> _Tugas Anda_: Ambillah seluruh teks tentang ontologi di bawah ini dan tuliskan kembali secara utuh tanpa mengubah satu kata pun.

Ontologi merupakan salah satu kajian kefilsafatan yang paling kuno dan berasal dari Yunani. Studi tersebut mebahas keberadaan sesuatu yang bersifat konkret. Tokoh Yunani yang memiliki pandangan yang bersifat ontologis dikenal seperti Thales, Plato, dan Aristoteles . Pada masanya, kebanyakan orang belum membedaan antara penampakan dengan kenyataan. Ontologi ini pantas dipelajari bagi orang yang ingin memahami secara menyeluruh tentang dunia ini dan berguna bagi studi ilmu-ilmu empiris. Ontologi merupakan salah satu dari obyek garapan filsafat ilmu yang menetapkan batas lingkup dan teori tentang hakikat realitas yang ada (Being), baik berupa wujud fisik (al-Thobi’ah) maupun metafisik (ma ba’da al-Thobi’ah) selain itu Ontologi merupakan hakikat ilmu itu sendiri dan apa hakikat kebenaran serta kenyataan yang inheren dengan pengetahuan ilmiah tidak terlepas dari persepektif filsafat tentang apa yang dikaji atau hakikat realitas yang ada yang memiliki sifat universal.

> _Materi yang Disediakan_:
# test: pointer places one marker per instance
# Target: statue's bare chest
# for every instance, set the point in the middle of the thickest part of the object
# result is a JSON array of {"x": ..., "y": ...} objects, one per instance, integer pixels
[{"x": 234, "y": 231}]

> _Hasil Latihan_:
Ontologi merupakan salah satu kajian kefilsafatan yang paling kuno dan berasal dari Yunani. Studi tersebut mebahas keberadaan sesuatu yang bersifat konkret. Tokoh Yunani yang memiliki pandangan yang bersifat ontologis dikenal seperti Thales, Plato, dan Aristoteles . Pada masanya, kebanyakan orang belum membedaan antara penampakan dengan kenyataan. Ontologi ini pantas dipelajari bagi orang yang ingin memahami secara menyeluruh tentang dunia ini dan berguna bagi studi ilmu-ilmu empiris. Ontologi merupakan salah satu dari obyek garapan filsafat ilmu yang menetapkan batas lingkup dan teori tentang hakikat realitas yang ada (Being), baik berupa wujud fisik (al-Thobi’ah) maupun metafisik (ma ba’da al-Thobi’ah) selain itu Ontologi merupakan hakikat ilmu itu sendiri dan apa hakikat kebenaran serta kenyataan yang inheren dengan pengetahuan ilmiah tidak terlepas dari persepektif filsafat tentang apa yang dikaji atau hakikat realitas yang ada yang memiliki sifat universal.